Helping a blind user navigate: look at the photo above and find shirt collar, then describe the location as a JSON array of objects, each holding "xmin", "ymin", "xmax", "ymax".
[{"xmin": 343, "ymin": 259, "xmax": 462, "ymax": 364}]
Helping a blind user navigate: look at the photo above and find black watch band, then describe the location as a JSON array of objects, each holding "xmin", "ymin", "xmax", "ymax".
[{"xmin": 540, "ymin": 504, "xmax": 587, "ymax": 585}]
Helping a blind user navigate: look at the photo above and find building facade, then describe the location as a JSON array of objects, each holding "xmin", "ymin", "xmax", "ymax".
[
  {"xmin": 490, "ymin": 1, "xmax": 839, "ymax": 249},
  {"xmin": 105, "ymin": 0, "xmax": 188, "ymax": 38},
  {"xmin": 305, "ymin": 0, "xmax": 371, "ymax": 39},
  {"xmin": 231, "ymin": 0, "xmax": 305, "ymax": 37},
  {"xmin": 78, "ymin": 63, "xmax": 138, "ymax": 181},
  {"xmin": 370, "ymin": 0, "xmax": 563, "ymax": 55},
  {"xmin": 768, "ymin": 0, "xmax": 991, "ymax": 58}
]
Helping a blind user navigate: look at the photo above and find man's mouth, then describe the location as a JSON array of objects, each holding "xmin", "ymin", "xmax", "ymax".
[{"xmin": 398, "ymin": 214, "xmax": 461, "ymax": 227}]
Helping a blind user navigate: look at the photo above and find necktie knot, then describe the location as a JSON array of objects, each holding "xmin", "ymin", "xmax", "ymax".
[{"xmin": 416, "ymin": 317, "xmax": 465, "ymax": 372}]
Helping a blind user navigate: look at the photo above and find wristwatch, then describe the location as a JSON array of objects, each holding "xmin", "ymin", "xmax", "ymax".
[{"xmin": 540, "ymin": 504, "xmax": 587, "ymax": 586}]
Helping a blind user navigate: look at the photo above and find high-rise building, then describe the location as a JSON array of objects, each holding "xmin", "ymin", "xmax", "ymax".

---

Problem requirements
Start to finish, transcribe the listing above exactly.

Task output
Helping a blind user navigate: look at the photo above and find shirt collar, then describe the location as a JSON array of objects, each holding "xmin", "ymin", "xmax", "ymax".
[{"xmin": 343, "ymin": 259, "xmax": 462, "ymax": 364}]
Helping a blind user navigate: look at the photo above and find black watch band, then describe the location as a JSON array of objects, each holding "xmin", "ymin", "xmax", "ymax".
[{"xmin": 540, "ymin": 504, "xmax": 587, "ymax": 585}]
Helping a blind user navigate: look at the photo above and find building facade, then describe the location as a JSON array of objects, each holding "xmin", "ymin", "xmax", "ymax".
[
  {"xmin": 490, "ymin": 1, "xmax": 839, "ymax": 249},
  {"xmin": 105, "ymin": 0, "xmax": 188, "ymax": 38},
  {"xmin": 305, "ymin": 0, "xmax": 371, "ymax": 39},
  {"xmin": 231, "ymin": 0, "xmax": 305, "ymax": 37},
  {"xmin": 78, "ymin": 63, "xmax": 138, "ymax": 181},
  {"xmin": 370, "ymin": 0, "xmax": 563, "ymax": 55},
  {"xmin": 768, "ymin": 0, "xmax": 991, "ymax": 58}
]
Helping a blind user navigate: look at the photo above and find man's mouth, then describe the location as a JSON array of objects, each holding "xmin", "ymin", "xmax", "ymax".
[{"xmin": 398, "ymin": 214, "xmax": 461, "ymax": 227}]
Helping a blind user navigate: look at the photo above and find necktie knot, then describe the location as a JSON array of objects, each holding "xmin", "ymin", "xmax", "ymax".
[{"xmin": 416, "ymin": 317, "xmax": 465, "ymax": 372}]
Helping a blind user navigate: look at the photo above and find wristwatch, then describe the location as a JSON array of objects, each holding "xmin", "ymin", "xmax", "ymax".
[{"xmin": 540, "ymin": 504, "xmax": 587, "ymax": 586}]
Helping a blind user navigate: look at the photo above and find high-rise building, then describe the location as a JSON array of objects, each holding "xmin", "ymin", "xmax", "ymax".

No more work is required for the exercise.